START Provided text
Dear Charlie:

I have such bad anxiety about being alone in front of people that it's hard for me to even walk to places to get lunch or dinner, and sometimes even go to class, because I feel like everyone is looking at me and judging me. What can I do?

Signed: Anxious

Dear anxious,

Charlie hears you. You say that you have “bad anxiety” about being alone, and this interferes with your daily functioning. You mention being so worried that others will judge you that you have difficulty walking to get meals or get to class. Charlie is here to help.

Charlie suspects that what you are experiencing is more than a little shyness in social situations. Shyness is a pretty common personality trait in which there is some hesitation about doing or saying what you want because of the worry of what others might think. However, what you are describing sounds like it is beginning to interfere with your ability to carry on with your daily life (such as getting lunch or dinner, getting to class, and so on). You may be experiencing something called Social Anxiety Disorder, also known as Social Phobia. People who have Social Anxiety Disorder have a high level of anxiety about being in social situations where it is possible for others to scrutinize them. They fear being judged by others, or that they will somehow do or say something to embarrass themselves. In reaction to this, individuals with Social Anxiety Disorder either avoid the situations or they endure them with much fear and anxiety.

The good news is that you can reduce this anxiety with treatment. Charlie recommends giving my friends at the Counseling Center a call at (765) 285-1736 to set up an initial appointment. If you decide to pursue counseling, your counselor can help you to address the anxiety in several ways. These may include learning new coping techniques, such as breathing exercises, meditation, or progressive muscle relaxation; learning to recognize and replace self-defeating thoughts and negative self-talk, or working to gradually desensitize you to the feared situations. You and your counselor will work together to develop goals specific to you, that you feel comfortable with, and which will help you to overcome your anxiety.
END Provided text
START Supplied records
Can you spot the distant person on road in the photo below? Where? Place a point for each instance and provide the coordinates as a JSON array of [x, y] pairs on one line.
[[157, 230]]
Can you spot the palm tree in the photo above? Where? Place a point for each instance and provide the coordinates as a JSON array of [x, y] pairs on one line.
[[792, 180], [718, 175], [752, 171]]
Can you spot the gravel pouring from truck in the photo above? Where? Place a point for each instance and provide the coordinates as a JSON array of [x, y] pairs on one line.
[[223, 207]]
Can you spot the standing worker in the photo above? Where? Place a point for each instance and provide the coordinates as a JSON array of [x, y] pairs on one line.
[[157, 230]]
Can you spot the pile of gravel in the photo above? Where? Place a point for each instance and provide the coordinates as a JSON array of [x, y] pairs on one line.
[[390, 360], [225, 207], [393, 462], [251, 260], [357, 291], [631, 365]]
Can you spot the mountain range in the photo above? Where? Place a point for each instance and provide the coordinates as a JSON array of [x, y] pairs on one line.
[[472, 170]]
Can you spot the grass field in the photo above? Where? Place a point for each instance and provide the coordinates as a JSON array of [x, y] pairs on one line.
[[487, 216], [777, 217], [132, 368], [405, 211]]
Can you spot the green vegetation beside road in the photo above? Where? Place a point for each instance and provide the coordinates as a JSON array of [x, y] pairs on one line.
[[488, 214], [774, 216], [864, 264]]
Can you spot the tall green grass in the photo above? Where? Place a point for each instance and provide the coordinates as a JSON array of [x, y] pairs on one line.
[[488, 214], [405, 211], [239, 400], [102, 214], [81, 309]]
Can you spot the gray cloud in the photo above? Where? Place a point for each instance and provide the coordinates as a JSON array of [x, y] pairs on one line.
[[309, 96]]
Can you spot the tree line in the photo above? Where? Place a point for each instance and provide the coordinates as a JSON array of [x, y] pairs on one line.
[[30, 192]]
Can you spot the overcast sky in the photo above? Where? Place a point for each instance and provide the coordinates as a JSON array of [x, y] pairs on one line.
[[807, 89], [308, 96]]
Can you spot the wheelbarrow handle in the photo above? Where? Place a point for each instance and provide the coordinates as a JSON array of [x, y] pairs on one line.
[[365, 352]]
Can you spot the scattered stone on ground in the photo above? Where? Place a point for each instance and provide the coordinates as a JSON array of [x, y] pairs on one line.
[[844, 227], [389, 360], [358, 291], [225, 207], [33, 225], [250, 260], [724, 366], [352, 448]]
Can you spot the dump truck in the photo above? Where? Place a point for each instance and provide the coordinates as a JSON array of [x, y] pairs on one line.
END Supplied records
## Tasks to perform
**a)** Decide whether each statement agrees with the advice column: (i) Charlie suggests phoning the Counseling Center at (765) 285-1736 to arrange a first appointment; (ii) shyness is called an uncommon personality trait; (iii) people with Social Anxiety Disorder always avoid the situations they fear. Give yes or no for each, followed by the deciding words from the column.
**b)** From the advice column, extract the passage starting at "Charlie hears you." and ending at "here to help.".
These entries were drawn from a source separate from the advice column.

## Responses to the exercise
**a)**
(i) Yes: "Charlie recommends giving my friends at the Counseling Center a call at (765) 285-1736 to set up an initial appointment."
(ii) No: "Shyness is a pretty common personality trait"
(iii) No: "individuals with Social Anxiety Disorder either avoid the situations or they endure them with much fear and anxiety."

**b)**
Charlie hears you. You say that you have “bad anxiety” about being alone, and this interferes with your daily functioning. You mention being so worried that others will judge you that you have difficulty walking to get meals or get to class. Charlie is here to help.